Tuesday, August 5, 2008

Porgy & Jess

A little Gershwin with my coffee this morning. . .

As I was preparing the first pot of joe for the day, "Summertime" flickered across the screen of my internal iPod.  Yes, there is a constant soundtrack running in my brain.  A habit born from an era when I was certain I was headed for film school, I break 20 to 30 times a day and wonder what song would best fit the moment.  Give it a try some time, that's if you don't already do this.  Typically, I go for more Tarantino-esqu motifs, songs that sounds out of place on the surface, though further examination reveals their very meta existence.  

This morning was unique.  Today's moment was straight forward and beautiful.  As I sifted in delicious morning blend grounds, I caught myself humming "Summertime."  After quickly realizing both of my roommates were still asleep, one snuggled in his crib and the other splayed across our entire bed, I let loose.  Sang at the top level of my "inside voice."  Luckily, the dogs did not howl- for I have a "unique" voice.  Something akin to a security alarm, like an ambulance and a cuisinart had a baby who auditioned for American Idol- that's equivalent to my vocal stylings.  

"Summertime" lyrics are what really hit me.  "Summertime and the livin' is easy. . ."  Yep, for the very first time this summer, the livin' is easy.  Feels like my vacation can finally start.

+ + +

__TASKS AND EXERCISES__.
(A) In the blog post, what song was the writer humming while preparing the first pot of coffee?
(B) Copy the blog post's wording from "A little Gershwin" up to and including "very meta existence.".

+ + +

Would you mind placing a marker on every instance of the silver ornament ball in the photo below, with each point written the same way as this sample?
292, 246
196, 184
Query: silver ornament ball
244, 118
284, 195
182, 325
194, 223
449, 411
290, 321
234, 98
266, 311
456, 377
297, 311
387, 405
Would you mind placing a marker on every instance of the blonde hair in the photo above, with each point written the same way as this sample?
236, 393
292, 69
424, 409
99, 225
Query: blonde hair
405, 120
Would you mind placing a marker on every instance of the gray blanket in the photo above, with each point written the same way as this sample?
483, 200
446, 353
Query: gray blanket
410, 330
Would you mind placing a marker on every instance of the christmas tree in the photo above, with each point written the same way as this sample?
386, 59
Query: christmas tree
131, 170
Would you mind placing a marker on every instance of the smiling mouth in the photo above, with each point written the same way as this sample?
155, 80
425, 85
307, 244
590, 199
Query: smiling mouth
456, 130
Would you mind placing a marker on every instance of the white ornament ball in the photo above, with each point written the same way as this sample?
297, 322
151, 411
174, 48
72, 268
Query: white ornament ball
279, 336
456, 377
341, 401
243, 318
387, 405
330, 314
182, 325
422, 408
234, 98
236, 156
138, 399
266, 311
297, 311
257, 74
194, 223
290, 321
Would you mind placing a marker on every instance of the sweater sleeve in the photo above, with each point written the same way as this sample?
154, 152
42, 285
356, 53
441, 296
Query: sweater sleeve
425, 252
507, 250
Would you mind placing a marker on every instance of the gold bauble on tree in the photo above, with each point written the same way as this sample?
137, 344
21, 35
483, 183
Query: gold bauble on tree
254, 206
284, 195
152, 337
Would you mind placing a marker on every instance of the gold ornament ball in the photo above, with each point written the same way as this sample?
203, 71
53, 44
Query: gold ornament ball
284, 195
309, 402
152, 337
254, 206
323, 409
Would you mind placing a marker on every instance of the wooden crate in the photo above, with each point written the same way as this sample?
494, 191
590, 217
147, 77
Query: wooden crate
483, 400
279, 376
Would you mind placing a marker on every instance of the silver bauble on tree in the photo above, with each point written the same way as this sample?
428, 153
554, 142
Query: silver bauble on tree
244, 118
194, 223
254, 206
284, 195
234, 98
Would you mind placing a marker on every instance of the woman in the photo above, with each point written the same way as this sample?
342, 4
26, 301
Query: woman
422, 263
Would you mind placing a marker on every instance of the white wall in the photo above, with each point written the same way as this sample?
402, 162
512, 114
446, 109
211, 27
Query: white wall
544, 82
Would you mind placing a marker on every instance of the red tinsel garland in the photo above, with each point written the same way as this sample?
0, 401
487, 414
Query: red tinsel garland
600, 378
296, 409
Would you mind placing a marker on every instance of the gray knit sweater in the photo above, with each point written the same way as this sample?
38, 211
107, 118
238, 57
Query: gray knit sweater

+ + +

__EXERCISE RESULTS__.
(A) "Summertime."

(B)
A little Gershwin with my coffee this morning. . .

As I was preparing the first pot of joe for the day, "Summertime" flickered across the screen of my internal iPod.  Yes, there is a constant soundtrack running in my brain.  A habit born from an era when I was certain I was headed for film school, I break 20 to 30 times a day and wonder what song would best fit the moment.  Give it a try some time, that's if you don't already do this.  Typically, I go for more Tarantino-esqu motifs, songs that sounds out of place on the surface, though further examination reveals their very meta existence.